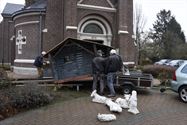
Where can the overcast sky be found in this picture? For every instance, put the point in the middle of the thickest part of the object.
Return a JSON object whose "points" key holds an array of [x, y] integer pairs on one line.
{"points": [[149, 7]]}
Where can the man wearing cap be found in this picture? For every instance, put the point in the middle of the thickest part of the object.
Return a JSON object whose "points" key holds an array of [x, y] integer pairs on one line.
{"points": [[39, 64], [113, 64], [98, 71]]}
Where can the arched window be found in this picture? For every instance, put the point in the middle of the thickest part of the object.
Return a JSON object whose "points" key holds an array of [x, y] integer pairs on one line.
{"points": [[93, 28]]}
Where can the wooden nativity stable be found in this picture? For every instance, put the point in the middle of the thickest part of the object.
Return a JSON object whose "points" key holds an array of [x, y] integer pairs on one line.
{"points": [[71, 60]]}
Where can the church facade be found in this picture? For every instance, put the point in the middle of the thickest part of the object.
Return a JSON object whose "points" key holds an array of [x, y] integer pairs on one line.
{"points": [[44, 24]]}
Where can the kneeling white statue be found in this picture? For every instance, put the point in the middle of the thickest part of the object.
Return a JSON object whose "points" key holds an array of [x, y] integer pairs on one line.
{"points": [[114, 107], [124, 103], [106, 117], [97, 98], [133, 103]]}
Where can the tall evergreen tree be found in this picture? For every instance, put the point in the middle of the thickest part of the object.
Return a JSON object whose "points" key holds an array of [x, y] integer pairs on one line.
{"points": [[167, 34]]}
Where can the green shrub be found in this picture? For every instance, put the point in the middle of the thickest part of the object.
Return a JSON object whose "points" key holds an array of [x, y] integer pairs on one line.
{"points": [[159, 71], [15, 99]]}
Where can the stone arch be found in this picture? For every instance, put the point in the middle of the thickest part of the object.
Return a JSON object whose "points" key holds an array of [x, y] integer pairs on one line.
{"points": [[101, 30]]}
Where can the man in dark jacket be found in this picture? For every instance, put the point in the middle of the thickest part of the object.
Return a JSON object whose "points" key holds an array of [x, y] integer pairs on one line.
{"points": [[113, 64], [39, 64], [98, 71]]}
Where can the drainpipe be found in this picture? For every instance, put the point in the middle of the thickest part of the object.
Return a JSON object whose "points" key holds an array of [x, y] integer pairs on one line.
{"points": [[40, 34]]}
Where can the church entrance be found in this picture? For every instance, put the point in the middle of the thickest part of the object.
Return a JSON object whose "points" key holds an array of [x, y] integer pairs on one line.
{"points": [[94, 28]]}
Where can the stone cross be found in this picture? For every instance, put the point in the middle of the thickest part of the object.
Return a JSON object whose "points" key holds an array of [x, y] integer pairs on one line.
{"points": [[20, 40]]}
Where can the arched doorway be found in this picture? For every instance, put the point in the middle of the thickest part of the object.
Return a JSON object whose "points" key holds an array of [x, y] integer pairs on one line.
{"points": [[95, 29]]}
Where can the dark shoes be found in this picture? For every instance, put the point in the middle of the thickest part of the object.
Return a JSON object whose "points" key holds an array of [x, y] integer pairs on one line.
{"points": [[111, 95]]}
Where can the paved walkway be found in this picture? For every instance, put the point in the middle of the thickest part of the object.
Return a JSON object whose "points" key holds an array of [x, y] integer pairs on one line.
{"points": [[155, 109]]}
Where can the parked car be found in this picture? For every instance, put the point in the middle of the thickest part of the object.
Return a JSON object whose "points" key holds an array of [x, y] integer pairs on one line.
{"points": [[133, 81], [175, 63], [179, 82], [162, 62]]}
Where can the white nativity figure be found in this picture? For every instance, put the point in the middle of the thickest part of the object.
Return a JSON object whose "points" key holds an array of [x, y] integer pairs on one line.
{"points": [[133, 103], [106, 117], [124, 103], [114, 107], [97, 98]]}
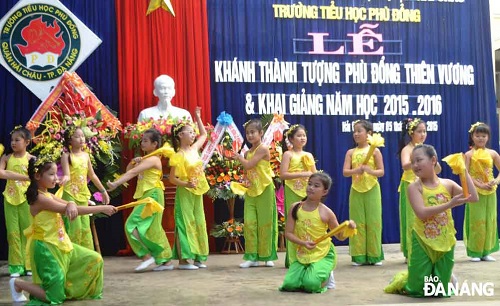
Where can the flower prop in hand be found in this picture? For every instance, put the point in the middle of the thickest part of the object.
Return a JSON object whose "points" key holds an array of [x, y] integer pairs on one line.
{"points": [[230, 228], [376, 140], [281, 224], [457, 164]]}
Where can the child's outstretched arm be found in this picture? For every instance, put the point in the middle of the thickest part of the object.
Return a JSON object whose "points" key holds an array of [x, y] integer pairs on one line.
{"points": [[172, 178], [334, 223], [97, 182], [261, 153], [144, 165], [424, 212], [10, 175], [203, 133], [347, 170], [70, 209]]}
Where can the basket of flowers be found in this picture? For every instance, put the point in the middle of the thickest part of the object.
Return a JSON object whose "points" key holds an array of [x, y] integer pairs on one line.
{"points": [[221, 170], [133, 132], [229, 228]]}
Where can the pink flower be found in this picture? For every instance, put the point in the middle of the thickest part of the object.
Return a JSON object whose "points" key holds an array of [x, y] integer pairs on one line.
{"points": [[98, 196]]}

⁂

• [What you will do]:
Reproduce the material above verbatim, omitting the pictures from your answer.

• [Answer to this problem]:
Where can the overcast sky be found in this picture? For every instance, put the point in the middle of the thickest part of the object.
Return a JSON object whose "points" key holds an array of [x, y] integer pairs on one line.
{"points": [[149, 7]]}
Where can the man wearing cap be found in this picture? For every instance, put the point in the middle of the thickest part of the object.
Return a JSON object whose "points" key holds an array of [x, y] integer pairs on one line.
{"points": [[39, 64], [113, 64], [98, 71]]}
Where can the arched window be found in this picture? For every instance, put the point in the middle of the thickest part of the object.
Return a JSON object whose "points" key holds an array of [x, y] integer pairs on one line.
{"points": [[93, 28]]}
Where can the wooden nativity stable be found in this picture? For every instance, put the point in the middle of the thickest part of the object.
Return a JSON object whose "points" key holds an array of [x, y] integer pairs on one line.
{"points": [[71, 60]]}
Where can the church facade be found in this picture? For every instance, put the point in the middle of the thickest part of the object.
Return a JSON object whose "points" key holds an array of [x, y] integer pairs on one line.
{"points": [[44, 24]]}
Where can the kneeling white statue be found in this picture? For every instance, put the point in the middle of the thickest part of the object.
Return a JSON object whose "points" key holds an array of [x, y] integer pairs on one line.
{"points": [[114, 107], [124, 103], [106, 117], [97, 98], [133, 103]]}
Where can the tall evergreen tree be found in this picture? For every instance, put the point in the middle of the thickest part of the object.
Return a JSON object whose "points" key holds an array of [x, y] integer pairs on one line.
{"points": [[167, 34]]}
Where can the green shrub be found in this picture? For every instance, put the point in the middle of the thickest part of the object.
Return a JSON object whose "points" key holds an array of [x, y] integer pairs on one line.
{"points": [[159, 71], [15, 99]]}
Where can the stone arch be found in this picture? For every instance, put the point in the middle of the thickest part of the object.
Return a JSON object whose "points" key holds an array of [x, y] integer pairs on one line.
{"points": [[101, 30]]}
Where can the man in dark jacket be found in this picture? For every instance, put the point in the middle of the thickest part of the object.
Return a JSON object whose "points" key holds an array of [x, y] integer pairs on one line.
{"points": [[113, 64], [39, 64], [98, 71]]}
Where can the drainpipe be found in this picture? For every instance, put the point in the middle of the thickest part of the object.
Return a JSON object whose "points" key holds an array of [x, y] integer pairs on one line.
{"points": [[40, 34]]}
Where can the church entrance be found in this picture? For every instance, put the point in the middle of the thickest part of the object.
Return a JSON object whose "points" key holds an array of [x, y] integer pairs on one line.
{"points": [[94, 28]]}
Where can the stone cross be found in this picture? For every instance, put the point in the middle of the thickest part of the object.
Return a JSON object whose "points" key holds an array of [x, y] integer pairs on one line.
{"points": [[20, 40]]}
Where can the arched doorway be found in this picture? For every instance, put the point in the middle of the thickest part of the object.
Return a JSON object whose "points" key holds an array of [x, y] integer pairs on one line.
{"points": [[95, 29]]}
Where can the dark shoes be found in this picture? For every instance, put the point in the middle of the thickest part of the object.
Return a JSON object whose "points" key holds an array of [x, y] integer pairs on one line.
{"points": [[111, 95]]}
Where can the paved walkway be found in this picture? For every instance, put the point in the middle of the thickest part of the object.
Return a JSON object whose "points" key holds an array of [x, y] integer pairs on one line.
{"points": [[155, 109]]}
Where can the parked car be found in this picture? For every instance, put the point in the middle of the thickest part of the object.
Return a JSON object whose "points" key holds an array of [x, y] integer pairs on one line.
{"points": [[133, 81], [175, 63], [179, 82], [162, 62]]}
Where can the white nativity figure be found in this picture? For every instance, put the point in the middle of the thickest part of the object.
Return a JSON object whose "points" key holds an array of [x, y] integer pairs on one line.
{"points": [[133, 103], [106, 117], [124, 103], [114, 107], [97, 98]]}
Where can the flower prop in hand be found in this picture? For every instance, put the point in the middle of the thickest part of the object.
Return a JSON object whose "points" key holds an array of [x, y] integer pairs on one line.
{"points": [[230, 228], [376, 140], [281, 224], [457, 164]]}
Where can the child's outstretched arm be found in this picture? For every instance, put the point in the middle of the thickest part of the object.
Return a JSON object whose "points" key holds an array of [x, y] integer pairs on one line.
{"points": [[172, 178], [334, 223], [97, 182], [261, 153], [144, 165], [424, 212], [10, 175], [203, 133], [347, 170], [70, 209]]}
Where can the basket of flowers be found in this picture? For every instance, put the point in the middle of the thickest part of the object.
Return a JSON object whose "points" key holds an array of [x, y] integer pairs on one line.
{"points": [[221, 170], [133, 132], [229, 228]]}
Where can the pink flower be found in this picture? For every instance, put the point in the middle of the thickest part of the object.
Return a JSON object whose "points" key holds an array of [x, y] integer pairs on one line.
{"points": [[98, 196]]}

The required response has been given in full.